Among the entries below, take the line with "the potted evergreen" and the line with "Exercise. Find the distant", and output them and every line between them exactly, with nothing else.

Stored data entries
■ ■ ■

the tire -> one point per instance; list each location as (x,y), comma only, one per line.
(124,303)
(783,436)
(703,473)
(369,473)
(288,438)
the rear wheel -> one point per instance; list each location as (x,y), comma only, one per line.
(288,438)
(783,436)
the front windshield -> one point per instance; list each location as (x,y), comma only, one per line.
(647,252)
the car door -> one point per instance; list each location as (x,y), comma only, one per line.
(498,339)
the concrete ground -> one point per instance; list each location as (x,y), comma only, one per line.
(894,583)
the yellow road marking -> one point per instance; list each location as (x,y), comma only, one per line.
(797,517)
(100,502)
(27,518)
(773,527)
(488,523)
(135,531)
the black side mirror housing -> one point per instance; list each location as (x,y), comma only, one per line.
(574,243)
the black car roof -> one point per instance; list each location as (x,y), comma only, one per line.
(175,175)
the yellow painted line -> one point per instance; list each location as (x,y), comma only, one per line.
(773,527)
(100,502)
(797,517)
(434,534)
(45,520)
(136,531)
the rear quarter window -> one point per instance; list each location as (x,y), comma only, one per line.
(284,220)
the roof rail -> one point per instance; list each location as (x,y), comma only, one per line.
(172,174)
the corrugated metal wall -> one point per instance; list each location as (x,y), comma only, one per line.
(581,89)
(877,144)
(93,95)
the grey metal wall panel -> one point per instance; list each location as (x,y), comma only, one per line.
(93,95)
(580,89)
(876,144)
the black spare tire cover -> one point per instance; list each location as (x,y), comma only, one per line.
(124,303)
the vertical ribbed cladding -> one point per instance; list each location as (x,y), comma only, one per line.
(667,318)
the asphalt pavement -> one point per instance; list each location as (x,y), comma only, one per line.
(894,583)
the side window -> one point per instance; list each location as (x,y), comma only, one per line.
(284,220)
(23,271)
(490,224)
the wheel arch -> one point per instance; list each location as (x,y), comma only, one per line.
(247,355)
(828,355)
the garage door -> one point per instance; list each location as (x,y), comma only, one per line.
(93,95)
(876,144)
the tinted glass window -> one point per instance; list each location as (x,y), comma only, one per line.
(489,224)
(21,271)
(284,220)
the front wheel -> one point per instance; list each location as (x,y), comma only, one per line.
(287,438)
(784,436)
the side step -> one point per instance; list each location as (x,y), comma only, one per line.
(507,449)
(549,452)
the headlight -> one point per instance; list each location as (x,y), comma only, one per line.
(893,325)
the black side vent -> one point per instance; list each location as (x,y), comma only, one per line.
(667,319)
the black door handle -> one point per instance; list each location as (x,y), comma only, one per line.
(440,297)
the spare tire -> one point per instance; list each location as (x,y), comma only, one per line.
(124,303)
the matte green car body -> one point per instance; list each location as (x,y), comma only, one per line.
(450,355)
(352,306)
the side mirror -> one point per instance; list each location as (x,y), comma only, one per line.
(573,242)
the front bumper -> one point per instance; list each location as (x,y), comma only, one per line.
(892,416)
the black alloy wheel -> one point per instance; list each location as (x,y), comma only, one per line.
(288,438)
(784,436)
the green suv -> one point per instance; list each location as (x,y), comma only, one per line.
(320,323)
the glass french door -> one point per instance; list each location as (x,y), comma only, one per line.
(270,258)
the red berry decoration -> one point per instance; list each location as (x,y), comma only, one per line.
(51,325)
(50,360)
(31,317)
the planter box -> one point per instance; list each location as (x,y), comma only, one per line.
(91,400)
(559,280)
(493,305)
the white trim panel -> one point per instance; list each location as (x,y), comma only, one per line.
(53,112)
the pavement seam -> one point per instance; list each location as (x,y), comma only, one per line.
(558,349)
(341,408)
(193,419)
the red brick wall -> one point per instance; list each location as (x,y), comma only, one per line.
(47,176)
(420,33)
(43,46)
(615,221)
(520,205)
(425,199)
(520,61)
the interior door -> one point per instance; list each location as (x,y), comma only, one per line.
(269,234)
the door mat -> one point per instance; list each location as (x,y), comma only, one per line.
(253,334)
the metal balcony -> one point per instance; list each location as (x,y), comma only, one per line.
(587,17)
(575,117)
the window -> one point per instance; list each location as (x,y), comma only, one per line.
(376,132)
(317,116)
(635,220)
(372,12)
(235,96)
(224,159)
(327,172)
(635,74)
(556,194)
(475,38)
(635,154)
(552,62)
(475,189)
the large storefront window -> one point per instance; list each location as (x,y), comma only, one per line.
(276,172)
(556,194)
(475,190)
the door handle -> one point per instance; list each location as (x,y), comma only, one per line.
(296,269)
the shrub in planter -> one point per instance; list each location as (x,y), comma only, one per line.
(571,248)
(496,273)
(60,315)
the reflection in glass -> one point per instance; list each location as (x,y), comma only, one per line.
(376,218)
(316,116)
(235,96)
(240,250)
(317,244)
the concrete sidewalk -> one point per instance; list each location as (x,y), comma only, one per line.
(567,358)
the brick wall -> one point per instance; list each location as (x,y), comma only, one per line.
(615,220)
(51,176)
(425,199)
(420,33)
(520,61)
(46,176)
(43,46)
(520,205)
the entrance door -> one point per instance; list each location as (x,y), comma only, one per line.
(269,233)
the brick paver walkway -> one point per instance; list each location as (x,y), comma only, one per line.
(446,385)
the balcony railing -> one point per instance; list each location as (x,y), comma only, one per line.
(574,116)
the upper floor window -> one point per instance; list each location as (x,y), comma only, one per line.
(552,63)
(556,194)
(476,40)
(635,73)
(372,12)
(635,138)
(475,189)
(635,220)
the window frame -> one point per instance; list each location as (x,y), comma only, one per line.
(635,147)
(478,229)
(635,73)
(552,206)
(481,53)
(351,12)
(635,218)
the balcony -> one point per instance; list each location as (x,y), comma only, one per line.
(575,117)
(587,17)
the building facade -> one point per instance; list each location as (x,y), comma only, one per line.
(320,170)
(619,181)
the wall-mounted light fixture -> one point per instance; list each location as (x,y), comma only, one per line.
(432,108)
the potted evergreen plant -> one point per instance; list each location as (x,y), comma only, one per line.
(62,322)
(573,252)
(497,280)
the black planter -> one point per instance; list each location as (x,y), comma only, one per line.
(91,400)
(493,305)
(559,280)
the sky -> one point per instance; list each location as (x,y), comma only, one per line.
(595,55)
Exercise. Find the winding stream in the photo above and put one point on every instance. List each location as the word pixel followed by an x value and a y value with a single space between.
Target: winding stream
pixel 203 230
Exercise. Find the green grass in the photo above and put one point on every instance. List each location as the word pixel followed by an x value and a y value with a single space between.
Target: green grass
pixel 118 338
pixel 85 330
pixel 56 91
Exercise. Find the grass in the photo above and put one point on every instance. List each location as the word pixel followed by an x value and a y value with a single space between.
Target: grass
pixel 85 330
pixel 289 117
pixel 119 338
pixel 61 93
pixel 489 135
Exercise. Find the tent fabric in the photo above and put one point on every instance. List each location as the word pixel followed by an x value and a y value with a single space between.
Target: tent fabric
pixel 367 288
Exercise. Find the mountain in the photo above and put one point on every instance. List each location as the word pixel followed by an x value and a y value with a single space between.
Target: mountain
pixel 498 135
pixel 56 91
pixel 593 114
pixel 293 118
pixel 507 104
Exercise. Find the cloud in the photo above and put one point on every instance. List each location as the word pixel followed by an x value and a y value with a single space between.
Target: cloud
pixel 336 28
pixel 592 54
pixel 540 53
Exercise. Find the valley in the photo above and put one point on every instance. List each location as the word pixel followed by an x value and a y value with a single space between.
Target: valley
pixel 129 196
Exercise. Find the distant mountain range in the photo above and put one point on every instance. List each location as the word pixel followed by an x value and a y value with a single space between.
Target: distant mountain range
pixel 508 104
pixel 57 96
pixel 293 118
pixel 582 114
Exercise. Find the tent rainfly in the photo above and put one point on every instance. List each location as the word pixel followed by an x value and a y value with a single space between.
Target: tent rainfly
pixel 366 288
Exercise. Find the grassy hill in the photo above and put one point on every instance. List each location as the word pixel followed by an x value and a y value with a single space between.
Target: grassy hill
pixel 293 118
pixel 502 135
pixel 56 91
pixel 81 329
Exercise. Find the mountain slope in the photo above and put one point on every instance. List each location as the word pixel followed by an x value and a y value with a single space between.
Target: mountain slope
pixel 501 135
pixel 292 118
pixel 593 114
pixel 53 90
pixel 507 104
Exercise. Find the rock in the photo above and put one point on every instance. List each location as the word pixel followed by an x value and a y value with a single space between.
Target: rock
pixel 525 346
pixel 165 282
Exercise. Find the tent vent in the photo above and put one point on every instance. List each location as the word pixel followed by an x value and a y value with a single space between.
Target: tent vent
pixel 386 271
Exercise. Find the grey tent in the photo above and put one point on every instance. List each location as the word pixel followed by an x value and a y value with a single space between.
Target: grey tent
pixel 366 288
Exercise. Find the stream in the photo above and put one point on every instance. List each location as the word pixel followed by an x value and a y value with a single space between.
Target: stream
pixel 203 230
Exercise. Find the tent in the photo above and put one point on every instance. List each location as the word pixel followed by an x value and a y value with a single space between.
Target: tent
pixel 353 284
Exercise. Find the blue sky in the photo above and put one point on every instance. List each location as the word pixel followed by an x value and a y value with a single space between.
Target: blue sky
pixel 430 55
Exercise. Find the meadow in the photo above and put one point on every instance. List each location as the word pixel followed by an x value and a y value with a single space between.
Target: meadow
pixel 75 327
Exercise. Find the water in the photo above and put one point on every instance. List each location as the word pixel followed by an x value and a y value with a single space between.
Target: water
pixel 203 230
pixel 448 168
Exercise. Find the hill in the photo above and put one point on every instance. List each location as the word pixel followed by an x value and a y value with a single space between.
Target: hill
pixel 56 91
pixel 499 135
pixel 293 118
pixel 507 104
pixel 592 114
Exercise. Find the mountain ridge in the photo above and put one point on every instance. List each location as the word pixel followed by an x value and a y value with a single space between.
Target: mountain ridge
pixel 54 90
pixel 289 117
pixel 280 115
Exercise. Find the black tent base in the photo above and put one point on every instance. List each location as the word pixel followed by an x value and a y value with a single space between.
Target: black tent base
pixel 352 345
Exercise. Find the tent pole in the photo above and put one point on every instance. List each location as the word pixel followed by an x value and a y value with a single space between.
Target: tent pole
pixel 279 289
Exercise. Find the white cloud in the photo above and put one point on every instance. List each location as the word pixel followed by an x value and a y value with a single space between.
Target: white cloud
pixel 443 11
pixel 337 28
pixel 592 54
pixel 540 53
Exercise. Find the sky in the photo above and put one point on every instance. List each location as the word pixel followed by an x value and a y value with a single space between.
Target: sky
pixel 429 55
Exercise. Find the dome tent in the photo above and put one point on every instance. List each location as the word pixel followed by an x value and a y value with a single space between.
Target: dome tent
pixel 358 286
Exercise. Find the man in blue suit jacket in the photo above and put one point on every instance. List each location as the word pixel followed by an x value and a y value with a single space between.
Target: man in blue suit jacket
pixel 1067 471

■ ■ ■

▶ **Problem solution**
the potted evergreen plant -> one point per instance; list each location as (x,y), comma only, one per line.
(62,322)
(573,252)
(497,280)
the black planter -> one point per instance; list each location as (x,y), comma only, one per line.
(91,400)
(493,305)
(559,280)
the sky -> one point per instance; list each location as (x,y), comma only, one per line.
(595,55)
Exercise. Find the winding stream in the photo above and put one point on every instance. List each location as the word pixel followed by an x value and a y value with a single space between.
Target: winding stream
pixel 203 230
Exercise. Find the green grass in the photo above and put one point on every instance. List each location as the word pixel followed by an x value and a y value with a single space between.
Target: green grass
pixel 118 338
pixel 85 330
pixel 56 91
Exercise. Find the grass in the photo above and put one point on every instance. List each location as the word pixel followed by an x value and a y value with a single space between.
Target: grass
pixel 85 330
pixel 289 117
pixel 119 338
pixel 61 93
pixel 489 135
Exercise. Find the tent fabric in the photo above and put one point on every instance. List each location as the word pixel followed by an x value and a y value with a single space between.
Target: tent fabric
pixel 367 288
Exercise. Find the mountain in the photo above and put one point on every instance. List each location as the word pixel followed by an x value and a y value with a single space between.
Target: mountain
pixel 498 135
pixel 56 91
pixel 593 114
pixel 293 118
pixel 507 104
Exercise. Find the cloud in the photo above and put one point on every instance. List each location as the word pixel followed by an x value and a y value with a single space between.
Target: cloud
pixel 336 28
pixel 592 54
pixel 540 53
Exercise. Find the valley in the photo above and put one point on every instance. List each location as the word pixel followed by an x value and a y value with a single space between.
Target: valley
pixel 129 196
Exercise. Find the distant mountain range in the photo above and put one point on every instance. List each location as the word pixel followed by an x value and a y value with a single space between.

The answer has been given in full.